* _Do this_
Please gather every line in the entries below that contains the word "hand".

(Data taken from a collection)
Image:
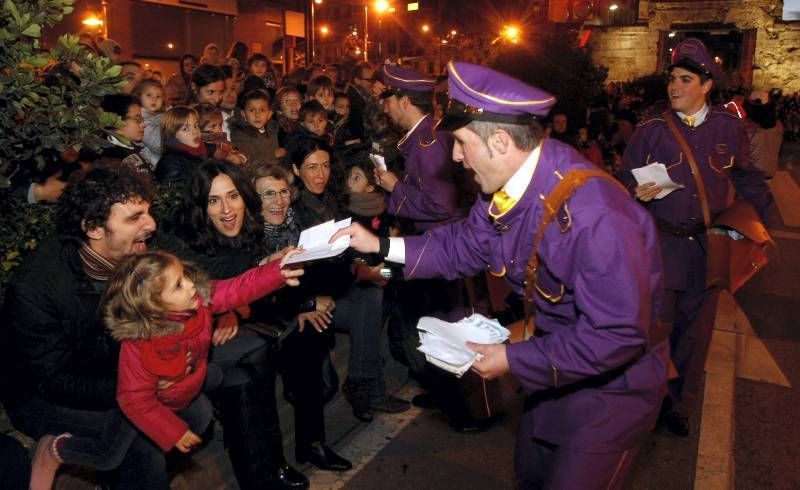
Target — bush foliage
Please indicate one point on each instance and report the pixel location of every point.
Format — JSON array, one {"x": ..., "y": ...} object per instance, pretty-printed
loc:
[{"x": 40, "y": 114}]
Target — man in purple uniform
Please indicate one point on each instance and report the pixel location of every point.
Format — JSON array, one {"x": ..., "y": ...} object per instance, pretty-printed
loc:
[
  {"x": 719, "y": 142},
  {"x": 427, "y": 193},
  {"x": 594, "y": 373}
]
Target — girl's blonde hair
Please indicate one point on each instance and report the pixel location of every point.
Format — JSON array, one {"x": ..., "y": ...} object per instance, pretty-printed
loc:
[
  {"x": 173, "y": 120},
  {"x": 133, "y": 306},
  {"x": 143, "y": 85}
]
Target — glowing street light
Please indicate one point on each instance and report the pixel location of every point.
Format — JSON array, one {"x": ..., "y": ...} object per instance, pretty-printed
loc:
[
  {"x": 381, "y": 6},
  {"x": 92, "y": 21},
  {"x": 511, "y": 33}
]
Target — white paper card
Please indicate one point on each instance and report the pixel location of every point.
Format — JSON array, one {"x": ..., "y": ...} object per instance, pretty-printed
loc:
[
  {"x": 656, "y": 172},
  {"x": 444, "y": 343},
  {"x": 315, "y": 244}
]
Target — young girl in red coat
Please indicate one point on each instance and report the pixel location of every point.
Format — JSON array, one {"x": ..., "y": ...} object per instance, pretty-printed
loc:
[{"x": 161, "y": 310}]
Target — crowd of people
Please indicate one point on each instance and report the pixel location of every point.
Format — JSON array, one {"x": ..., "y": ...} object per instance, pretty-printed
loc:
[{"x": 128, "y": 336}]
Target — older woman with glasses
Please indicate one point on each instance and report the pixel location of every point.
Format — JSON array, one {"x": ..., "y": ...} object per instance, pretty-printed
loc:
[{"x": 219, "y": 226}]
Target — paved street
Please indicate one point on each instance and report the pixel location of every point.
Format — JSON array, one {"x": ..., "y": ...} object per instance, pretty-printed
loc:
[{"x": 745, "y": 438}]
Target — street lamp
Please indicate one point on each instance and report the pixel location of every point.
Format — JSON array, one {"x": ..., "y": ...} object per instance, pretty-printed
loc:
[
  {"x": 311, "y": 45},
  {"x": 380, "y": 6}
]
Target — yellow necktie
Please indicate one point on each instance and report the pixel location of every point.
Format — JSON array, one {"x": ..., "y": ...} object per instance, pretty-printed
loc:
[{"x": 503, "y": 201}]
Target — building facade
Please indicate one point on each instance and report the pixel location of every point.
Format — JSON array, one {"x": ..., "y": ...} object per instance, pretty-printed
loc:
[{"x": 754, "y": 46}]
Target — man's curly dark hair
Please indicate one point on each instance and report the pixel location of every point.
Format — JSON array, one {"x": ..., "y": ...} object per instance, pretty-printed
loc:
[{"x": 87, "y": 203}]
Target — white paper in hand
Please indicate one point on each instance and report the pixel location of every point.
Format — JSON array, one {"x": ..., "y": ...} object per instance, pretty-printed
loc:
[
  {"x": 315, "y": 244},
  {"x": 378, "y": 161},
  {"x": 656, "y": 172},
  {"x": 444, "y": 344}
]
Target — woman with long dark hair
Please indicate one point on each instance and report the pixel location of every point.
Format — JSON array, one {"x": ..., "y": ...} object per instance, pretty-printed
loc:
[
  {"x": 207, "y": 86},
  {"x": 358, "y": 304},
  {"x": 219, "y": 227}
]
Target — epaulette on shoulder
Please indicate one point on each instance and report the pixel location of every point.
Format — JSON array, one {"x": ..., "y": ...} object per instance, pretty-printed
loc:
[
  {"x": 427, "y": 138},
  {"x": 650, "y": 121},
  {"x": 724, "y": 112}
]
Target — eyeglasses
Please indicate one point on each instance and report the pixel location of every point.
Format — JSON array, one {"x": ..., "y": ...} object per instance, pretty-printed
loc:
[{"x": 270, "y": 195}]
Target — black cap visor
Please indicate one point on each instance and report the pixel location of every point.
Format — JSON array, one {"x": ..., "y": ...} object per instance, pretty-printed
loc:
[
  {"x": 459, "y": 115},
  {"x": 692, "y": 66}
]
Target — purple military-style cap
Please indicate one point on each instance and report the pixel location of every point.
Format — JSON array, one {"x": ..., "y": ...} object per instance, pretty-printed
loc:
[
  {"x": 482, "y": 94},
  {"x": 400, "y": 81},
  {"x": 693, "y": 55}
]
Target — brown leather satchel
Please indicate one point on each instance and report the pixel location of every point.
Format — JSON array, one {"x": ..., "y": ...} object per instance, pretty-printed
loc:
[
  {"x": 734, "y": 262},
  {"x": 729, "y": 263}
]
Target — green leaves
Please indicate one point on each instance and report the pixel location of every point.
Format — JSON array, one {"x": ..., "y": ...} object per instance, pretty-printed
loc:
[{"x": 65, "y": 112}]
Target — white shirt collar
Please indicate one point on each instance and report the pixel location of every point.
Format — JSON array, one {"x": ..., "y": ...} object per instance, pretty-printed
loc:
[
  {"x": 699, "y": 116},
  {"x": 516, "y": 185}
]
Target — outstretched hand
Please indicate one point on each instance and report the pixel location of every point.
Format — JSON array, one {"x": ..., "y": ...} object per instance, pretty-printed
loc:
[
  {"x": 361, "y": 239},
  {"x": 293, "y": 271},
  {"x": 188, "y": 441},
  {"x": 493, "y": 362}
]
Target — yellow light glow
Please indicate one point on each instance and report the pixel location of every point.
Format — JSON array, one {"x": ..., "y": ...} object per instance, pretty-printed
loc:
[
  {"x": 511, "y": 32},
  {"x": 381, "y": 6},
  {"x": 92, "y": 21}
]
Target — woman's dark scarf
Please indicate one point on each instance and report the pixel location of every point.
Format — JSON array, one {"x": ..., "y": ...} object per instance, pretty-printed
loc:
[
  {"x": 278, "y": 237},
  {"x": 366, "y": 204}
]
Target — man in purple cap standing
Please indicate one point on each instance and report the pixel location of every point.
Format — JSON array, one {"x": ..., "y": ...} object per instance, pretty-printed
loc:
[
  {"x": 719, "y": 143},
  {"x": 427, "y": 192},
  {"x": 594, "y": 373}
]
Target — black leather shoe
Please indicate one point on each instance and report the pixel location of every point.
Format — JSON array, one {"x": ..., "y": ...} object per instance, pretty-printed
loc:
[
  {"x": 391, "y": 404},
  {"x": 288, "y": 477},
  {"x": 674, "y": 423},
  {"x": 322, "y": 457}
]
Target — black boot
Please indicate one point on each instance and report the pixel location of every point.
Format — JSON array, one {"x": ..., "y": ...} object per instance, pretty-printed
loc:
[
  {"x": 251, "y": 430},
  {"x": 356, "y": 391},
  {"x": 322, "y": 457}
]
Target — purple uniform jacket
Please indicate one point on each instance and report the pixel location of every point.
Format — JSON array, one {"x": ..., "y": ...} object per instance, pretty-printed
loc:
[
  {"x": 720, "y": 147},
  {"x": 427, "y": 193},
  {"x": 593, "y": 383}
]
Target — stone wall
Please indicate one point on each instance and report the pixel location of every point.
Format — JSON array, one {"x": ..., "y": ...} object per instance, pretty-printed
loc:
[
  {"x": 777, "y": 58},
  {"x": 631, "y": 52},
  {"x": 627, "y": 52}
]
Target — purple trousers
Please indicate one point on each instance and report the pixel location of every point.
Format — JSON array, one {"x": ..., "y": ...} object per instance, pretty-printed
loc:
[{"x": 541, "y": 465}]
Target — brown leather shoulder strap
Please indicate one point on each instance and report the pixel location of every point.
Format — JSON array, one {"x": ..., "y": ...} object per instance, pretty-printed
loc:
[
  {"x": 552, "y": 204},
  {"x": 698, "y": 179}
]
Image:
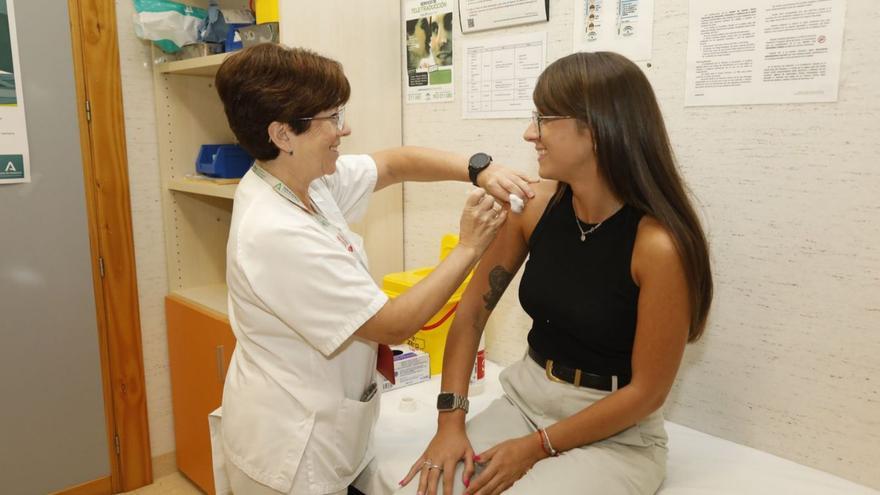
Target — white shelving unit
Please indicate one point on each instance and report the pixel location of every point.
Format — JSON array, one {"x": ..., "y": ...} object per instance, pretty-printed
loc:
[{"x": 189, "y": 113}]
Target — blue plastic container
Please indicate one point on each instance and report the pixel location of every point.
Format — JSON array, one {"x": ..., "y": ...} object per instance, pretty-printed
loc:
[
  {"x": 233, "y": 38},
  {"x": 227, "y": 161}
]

---

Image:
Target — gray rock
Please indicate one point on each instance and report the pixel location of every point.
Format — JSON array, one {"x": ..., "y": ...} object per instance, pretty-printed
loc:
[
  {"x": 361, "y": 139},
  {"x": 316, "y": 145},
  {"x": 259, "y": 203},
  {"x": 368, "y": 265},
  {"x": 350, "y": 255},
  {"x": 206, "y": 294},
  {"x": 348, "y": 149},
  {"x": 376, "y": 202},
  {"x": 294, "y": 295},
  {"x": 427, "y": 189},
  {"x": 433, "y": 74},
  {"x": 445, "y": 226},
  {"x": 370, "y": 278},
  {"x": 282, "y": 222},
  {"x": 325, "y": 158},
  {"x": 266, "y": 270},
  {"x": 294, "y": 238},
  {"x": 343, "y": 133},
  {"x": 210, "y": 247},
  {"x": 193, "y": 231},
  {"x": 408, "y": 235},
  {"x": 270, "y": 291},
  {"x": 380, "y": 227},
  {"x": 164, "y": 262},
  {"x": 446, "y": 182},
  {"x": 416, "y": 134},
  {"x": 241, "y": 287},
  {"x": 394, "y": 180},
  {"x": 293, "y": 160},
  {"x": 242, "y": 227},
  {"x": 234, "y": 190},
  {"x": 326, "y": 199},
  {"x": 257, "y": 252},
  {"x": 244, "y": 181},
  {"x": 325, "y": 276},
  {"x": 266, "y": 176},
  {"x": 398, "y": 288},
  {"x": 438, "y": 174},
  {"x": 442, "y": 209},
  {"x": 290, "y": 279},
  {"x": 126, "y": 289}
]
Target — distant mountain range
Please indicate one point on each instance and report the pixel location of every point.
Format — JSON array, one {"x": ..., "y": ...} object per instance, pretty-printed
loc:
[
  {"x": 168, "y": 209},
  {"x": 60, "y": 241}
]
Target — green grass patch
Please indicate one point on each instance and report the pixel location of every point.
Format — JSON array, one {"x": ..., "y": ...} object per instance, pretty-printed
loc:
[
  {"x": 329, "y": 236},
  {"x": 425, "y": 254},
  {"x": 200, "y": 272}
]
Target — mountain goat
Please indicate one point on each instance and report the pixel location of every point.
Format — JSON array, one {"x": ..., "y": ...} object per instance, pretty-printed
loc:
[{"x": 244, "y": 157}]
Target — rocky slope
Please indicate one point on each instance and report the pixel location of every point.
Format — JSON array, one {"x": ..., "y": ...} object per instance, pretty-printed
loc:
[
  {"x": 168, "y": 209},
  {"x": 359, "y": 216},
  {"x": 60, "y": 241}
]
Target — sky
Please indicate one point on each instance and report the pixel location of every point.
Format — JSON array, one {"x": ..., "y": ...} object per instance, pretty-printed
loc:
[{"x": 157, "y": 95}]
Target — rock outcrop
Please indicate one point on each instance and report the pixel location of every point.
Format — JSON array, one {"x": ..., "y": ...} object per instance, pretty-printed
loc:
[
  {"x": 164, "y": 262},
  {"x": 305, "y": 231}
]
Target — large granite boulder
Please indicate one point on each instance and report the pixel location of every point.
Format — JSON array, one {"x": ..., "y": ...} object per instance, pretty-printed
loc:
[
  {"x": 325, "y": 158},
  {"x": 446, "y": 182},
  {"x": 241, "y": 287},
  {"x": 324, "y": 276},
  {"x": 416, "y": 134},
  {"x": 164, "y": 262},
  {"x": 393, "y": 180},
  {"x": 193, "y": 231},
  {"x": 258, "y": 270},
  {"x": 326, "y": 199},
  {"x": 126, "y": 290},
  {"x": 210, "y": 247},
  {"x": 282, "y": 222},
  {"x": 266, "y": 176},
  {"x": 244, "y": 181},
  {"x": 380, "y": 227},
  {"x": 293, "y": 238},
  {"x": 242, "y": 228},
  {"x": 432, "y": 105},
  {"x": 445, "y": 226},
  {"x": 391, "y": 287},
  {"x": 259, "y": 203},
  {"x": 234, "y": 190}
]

* _Task output_
Target — white paper in hand
Target — outstretched hand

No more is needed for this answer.